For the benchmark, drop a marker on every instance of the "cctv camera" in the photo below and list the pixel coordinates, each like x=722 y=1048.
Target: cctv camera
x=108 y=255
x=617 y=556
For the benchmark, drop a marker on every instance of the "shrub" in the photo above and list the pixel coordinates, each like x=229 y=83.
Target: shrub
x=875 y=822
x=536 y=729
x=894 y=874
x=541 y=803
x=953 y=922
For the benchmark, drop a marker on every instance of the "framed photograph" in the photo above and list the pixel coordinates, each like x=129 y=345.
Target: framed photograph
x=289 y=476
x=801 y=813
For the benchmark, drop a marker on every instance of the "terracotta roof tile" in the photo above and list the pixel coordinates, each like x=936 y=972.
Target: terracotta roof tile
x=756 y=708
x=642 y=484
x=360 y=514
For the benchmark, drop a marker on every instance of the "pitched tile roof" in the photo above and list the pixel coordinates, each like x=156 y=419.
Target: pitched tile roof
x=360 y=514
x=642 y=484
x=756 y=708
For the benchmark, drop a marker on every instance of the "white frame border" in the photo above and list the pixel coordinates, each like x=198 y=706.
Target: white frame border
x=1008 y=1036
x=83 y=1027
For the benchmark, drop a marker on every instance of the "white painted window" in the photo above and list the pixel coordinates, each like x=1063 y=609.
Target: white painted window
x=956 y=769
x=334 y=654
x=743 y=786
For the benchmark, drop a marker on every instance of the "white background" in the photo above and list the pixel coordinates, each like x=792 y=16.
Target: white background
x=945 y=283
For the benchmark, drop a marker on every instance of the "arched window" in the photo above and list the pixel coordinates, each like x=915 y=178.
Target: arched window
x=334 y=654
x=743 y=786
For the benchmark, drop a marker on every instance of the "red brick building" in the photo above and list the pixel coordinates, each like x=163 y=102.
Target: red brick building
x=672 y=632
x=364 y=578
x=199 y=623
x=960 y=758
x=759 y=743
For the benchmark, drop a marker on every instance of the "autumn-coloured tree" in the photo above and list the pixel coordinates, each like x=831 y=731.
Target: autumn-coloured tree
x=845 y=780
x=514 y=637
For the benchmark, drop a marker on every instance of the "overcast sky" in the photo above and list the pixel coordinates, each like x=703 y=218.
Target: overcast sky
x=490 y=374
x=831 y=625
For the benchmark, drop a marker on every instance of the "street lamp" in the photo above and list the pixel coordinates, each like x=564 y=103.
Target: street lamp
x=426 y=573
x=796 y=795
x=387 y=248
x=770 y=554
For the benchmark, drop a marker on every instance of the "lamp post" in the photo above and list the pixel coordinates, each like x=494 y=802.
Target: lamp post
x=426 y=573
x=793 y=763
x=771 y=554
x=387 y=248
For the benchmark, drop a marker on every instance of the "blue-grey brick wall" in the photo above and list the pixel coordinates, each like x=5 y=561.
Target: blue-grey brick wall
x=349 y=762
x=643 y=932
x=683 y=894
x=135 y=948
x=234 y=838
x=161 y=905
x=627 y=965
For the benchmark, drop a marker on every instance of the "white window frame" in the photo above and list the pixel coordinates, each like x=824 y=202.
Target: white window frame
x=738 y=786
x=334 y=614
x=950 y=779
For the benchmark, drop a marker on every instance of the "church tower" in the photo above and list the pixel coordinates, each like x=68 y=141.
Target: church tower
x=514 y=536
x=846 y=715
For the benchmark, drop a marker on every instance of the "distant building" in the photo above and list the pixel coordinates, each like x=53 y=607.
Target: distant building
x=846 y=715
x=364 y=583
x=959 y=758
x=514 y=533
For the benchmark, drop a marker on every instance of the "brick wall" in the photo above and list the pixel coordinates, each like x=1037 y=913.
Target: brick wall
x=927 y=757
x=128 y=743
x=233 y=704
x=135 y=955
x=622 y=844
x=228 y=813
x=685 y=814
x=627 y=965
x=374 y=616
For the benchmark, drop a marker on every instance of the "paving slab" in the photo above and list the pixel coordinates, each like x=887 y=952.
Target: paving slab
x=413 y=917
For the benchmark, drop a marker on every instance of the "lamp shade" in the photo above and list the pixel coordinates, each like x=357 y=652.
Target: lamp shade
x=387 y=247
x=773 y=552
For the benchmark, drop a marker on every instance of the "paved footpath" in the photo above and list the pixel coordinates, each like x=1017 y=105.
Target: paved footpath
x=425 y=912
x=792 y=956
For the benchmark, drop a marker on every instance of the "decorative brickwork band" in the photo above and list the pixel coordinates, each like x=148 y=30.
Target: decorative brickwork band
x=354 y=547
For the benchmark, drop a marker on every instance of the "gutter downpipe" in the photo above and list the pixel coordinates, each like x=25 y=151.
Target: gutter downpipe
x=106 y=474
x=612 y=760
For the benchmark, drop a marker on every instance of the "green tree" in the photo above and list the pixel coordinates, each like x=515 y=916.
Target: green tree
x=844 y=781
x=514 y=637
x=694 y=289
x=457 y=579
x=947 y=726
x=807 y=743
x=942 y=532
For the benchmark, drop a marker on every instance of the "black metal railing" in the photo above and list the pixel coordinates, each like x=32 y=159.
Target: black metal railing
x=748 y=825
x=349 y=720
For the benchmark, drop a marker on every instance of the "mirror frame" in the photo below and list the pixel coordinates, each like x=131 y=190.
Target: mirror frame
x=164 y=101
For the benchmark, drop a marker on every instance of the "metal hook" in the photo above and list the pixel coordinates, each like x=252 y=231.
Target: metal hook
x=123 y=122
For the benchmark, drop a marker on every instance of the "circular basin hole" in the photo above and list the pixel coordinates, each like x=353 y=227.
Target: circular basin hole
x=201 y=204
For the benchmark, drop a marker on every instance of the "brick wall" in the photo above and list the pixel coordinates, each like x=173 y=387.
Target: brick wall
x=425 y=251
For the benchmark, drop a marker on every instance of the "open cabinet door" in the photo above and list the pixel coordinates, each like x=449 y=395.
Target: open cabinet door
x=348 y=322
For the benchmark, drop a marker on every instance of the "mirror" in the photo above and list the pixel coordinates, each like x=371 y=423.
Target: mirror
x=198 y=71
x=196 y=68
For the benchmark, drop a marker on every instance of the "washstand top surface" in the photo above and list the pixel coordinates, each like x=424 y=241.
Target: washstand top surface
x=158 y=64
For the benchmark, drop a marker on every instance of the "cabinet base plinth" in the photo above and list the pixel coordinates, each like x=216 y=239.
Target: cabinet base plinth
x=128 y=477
--
Problem to work on:
Present every line of the records above as a Markdown table with a "Row" column for the line number and a "Line" column for its text, skipping any blank lines.

The response:
| Row | Line |
|---|---|
| 1 | For the benchmark, drop a marker on every instance of the "cctv camera" in the photo below and list the pixel coordinates, each like x=722 y=1048. |
| 2 | Target: cctv camera |
| 3 | x=108 y=255 |
| 4 | x=617 y=556 |
| 5 | For the benchmark, drop a marker on every instance of the "shrub" in the photo above and list the pixel coordinates, each like x=229 y=83. |
| 6 | Target: shrub |
| 7 | x=875 y=822 |
| 8 | x=536 y=729 |
| 9 | x=894 y=874 |
| 10 | x=541 y=803 |
| 11 | x=953 y=922 |
| 12 | For the benchmark, drop a marker on every instance of the "framed photograph" in the photo above and list the pixel coordinates, each like x=129 y=345. |
| 13 | Target: framed photograph |
| 14 | x=289 y=476 |
| 15 | x=801 y=813 |
| 16 | For the benchmark, drop a marker on every instance of the "terracotta roof tile" in the photo above and list the pixel coordinates, each like x=936 y=972. |
| 17 | Target: terracotta roof tile |
| 18 | x=756 y=708 |
| 19 | x=642 y=484 |
| 20 | x=360 y=514 |
| 21 | For the benchmark, drop a marker on every instance of the "pitched tile roof" in the photo above and list the pixel coordinates, each like x=156 y=419. |
| 22 | Target: pitched tile roof |
| 23 | x=360 y=514 |
| 24 | x=642 y=484 |
| 25 | x=756 y=708 |
| 26 | For the benchmark, drop a marker on every instance of the "white frame border" in the photo above and list the pixel coordinates, each like x=198 y=706. |
| 27 | Target: white frame border |
| 28 | x=1008 y=1036 |
| 29 | x=83 y=1027 |
| 30 | For the benchmark, drop a marker on every instance of the "white painted window" in the photo above and list the pixel coordinates, each like x=1063 y=609. |
| 31 | Target: white painted window |
| 32 | x=956 y=769 |
| 33 | x=334 y=654 |
| 34 | x=743 y=786 |
| 35 | For the benchmark, drop a marker on every instance of the "white background" in the photo above and list the pixel coordinates, each like x=792 y=16. |
| 36 | Target: white background |
| 37 | x=945 y=283 |
| 38 | For the benchmark, drop a marker on every instance of the "arched window" in the photo above and list the pixel coordinates, each like x=915 y=178. |
| 39 | Target: arched window |
| 40 | x=334 y=654 |
| 41 | x=743 y=786 |
| 42 | For the benchmark, drop a marker on every instance of the "red brick building" in the photo above and list the pixel coordinates, each like x=163 y=102. |
| 43 | Target: red brick building |
| 44 | x=672 y=632 |
| 45 | x=364 y=578 |
| 46 | x=199 y=623 |
| 47 | x=960 y=758 |
| 48 | x=759 y=743 |
| 49 | For the benchmark, drop a marker on every instance of the "autumn-coloured tree" in the photo above and list the pixel coordinates, each like x=831 y=731. |
| 50 | Target: autumn-coloured tree |
| 51 | x=845 y=780 |
| 52 | x=514 y=637 |
| 53 | For the benchmark, drop a marker on every instance of the "overcast sky" in the photo above and list the pixel coordinates, each like x=703 y=218. |
| 54 | Target: overcast sky |
| 55 | x=490 y=374 |
| 56 | x=831 y=625 |
| 57 | For the benchmark, drop a marker on every instance of the "street lamp" in the photo above and list the pixel coordinates, each like x=564 y=103. |
| 58 | Target: street lamp |
| 59 | x=426 y=573 |
| 60 | x=796 y=795 |
| 61 | x=387 y=248 |
| 62 | x=770 y=554 |
| 63 | For the benchmark, drop a marker on every instance of the "lamp post" in the photo above and list the pixel coordinates, each like x=494 y=802. |
| 64 | Target: lamp post |
| 65 | x=426 y=573 |
| 66 | x=793 y=763 |
| 67 | x=771 y=554 |
| 68 | x=387 y=248 |
| 69 | For the benchmark, drop a marker on every instance of the "blue-grey brick wall" in the photo above and list the pixel coordinates, each like x=5 y=561. |
| 70 | Target: blue-grey brick wall |
| 71 | x=349 y=762 |
| 72 | x=643 y=932 |
| 73 | x=683 y=894 |
| 74 | x=135 y=948 |
| 75 | x=234 y=838 |
| 76 | x=161 y=905 |
| 77 | x=627 y=965 |
| 78 | For the benchmark, drop a marker on every instance of the "white window frame" in the photo above and list the pixel coordinates, each like x=824 y=202. |
| 79 | Target: white window frame |
| 80 | x=738 y=786 |
| 81 | x=334 y=614 |
| 82 | x=950 y=779 |
| 83 | For the benchmark, drop a marker on every instance of the "church tower" in the photo above and list the pixel coordinates, each like x=68 y=141. |
| 84 | Target: church tower |
| 85 | x=514 y=536 |
| 86 | x=846 y=715 |
| 87 | For the benchmark, drop a marker on every instance of the "distant building" in the photo above and list the pixel coordinates, each like x=53 y=607. |
| 88 | Target: distant building |
| 89 | x=846 y=715 |
| 90 | x=364 y=583 |
| 91 | x=959 y=758 |
| 92 | x=514 y=533 |
| 93 | For the benchmark, drop a marker on every instance of the "brick wall" in the photo above and list the pixel coordinates, each like x=1037 y=913. |
| 94 | Target: brick wall |
| 95 | x=927 y=757 |
| 96 | x=128 y=743 |
| 97 | x=233 y=704 |
| 98 | x=135 y=955 |
| 99 | x=622 y=844 |
| 100 | x=228 y=813 |
| 101 | x=685 y=814 |
| 102 | x=627 y=965 |
| 103 | x=374 y=616 |
| 104 | For the benchmark, drop a marker on every instance of the "paving slab" in the photo above and list the pixel coordinates, each like x=887 y=952. |
| 105 | Target: paving slab |
| 106 | x=413 y=917 |
| 107 | For the benchmark, drop a marker on every instance of the "lamp shade" in the photo above and list the pixel coordinates, each like x=357 y=652. |
| 108 | Target: lamp shade |
| 109 | x=387 y=247 |
| 110 | x=773 y=552 |
| 111 | For the benchmark, drop a marker on every instance of the "paved footpath" in the photo above and list the pixel coordinates, each like x=1017 y=105. |
| 112 | Target: paved footpath |
| 113 | x=425 y=912 |
| 114 | x=792 y=956 |
| 115 | For the benchmark, drop a marker on every instance of the "decorative brickwork band" in the photo above and list the pixel coordinates, each like x=148 y=30. |
| 116 | Target: decorative brickwork band |
| 117 | x=354 y=547 |
| 118 | For the benchmark, drop a marker on every instance of the "gutter downpipe" in the photo above and list the pixel coordinates, each like x=25 y=151. |
| 119 | Target: gutter downpipe |
| 120 | x=106 y=474 |
| 121 | x=612 y=760 |
| 122 | For the benchmark, drop a marker on every instance of the "green tree" in the photo above and list the pixel coordinates, each like x=515 y=916. |
| 123 | Target: green tree |
| 124 | x=844 y=781 |
| 125 | x=514 y=637 |
| 126 | x=694 y=289 |
| 127 | x=457 y=579 |
| 128 | x=947 y=726 |
| 129 | x=807 y=743 |
| 130 | x=942 y=532 |
| 131 | For the benchmark, drop a marker on every instance of the "black metal railing" in the photo above and list the pixel coordinates, each like x=32 y=159. |
| 132 | Target: black metal railing |
| 133 | x=748 y=825 |
| 134 | x=349 y=720 |
| 135 | For the benchmark, drop a marker on every instance of the "mirror frame" in the photo below and list the pixel coordinates, each like x=131 y=190. |
| 136 | Target: mirror frame |
| 137 | x=164 y=101 |
| 138 | For the benchmark, drop a marker on every instance of the "metal hook" in the photo above and list the pixel coordinates, each like x=252 y=231. |
| 139 | Target: metal hook |
| 140 | x=123 y=122 |
| 141 | For the benchmark, drop a marker on every instance of the "circular basin hole" in the photo above and list the pixel coordinates, each like x=353 y=227. |
| 142 | Target: circular basin hole |
| 143 | x=201 y=204 |
| 144 | For the benchmark, drop a marker on every instance of the "brick wall" in the photo above and list the pixel coordinates, each like x=173 y=387. |
| 145 | Target: brick wall |
| 146 | x=425 y=251 |
| 147 | For the benchmark, drop a marker on every instance of the "open cabinet door" in the photo above and list the pixel coordinates, each like x=449 y=395. |
| 148 | Target: open cabinet door |
| 149 | x=348 y=322 |
| 150 | For the benchmark, drop a marker on every instance of the "mirror" in the photo above and list the pixel coordinates, each like x=371 y=423. |
| 151 | Target: mirror |
| 152 | x=198 y=71 |
| 153 | x=196 y=68 |
| 154 | For the benchmark, drop a marker on every instance of the "washstand top surface" in the photo above and list the pixel coordinates, each like x=424 y=241. |
| 155 | Target: washstand top surface |
| 156 | x=158 y=64 |
| 157 | For the benchmark, drop a marker on every instance of the "cabinet base plinth" in the photo above and list the pixel coordinates, each like x=216 y=239. |
| 158 | Target: cabinet base plinth |
| 159 | x=128 y=477 |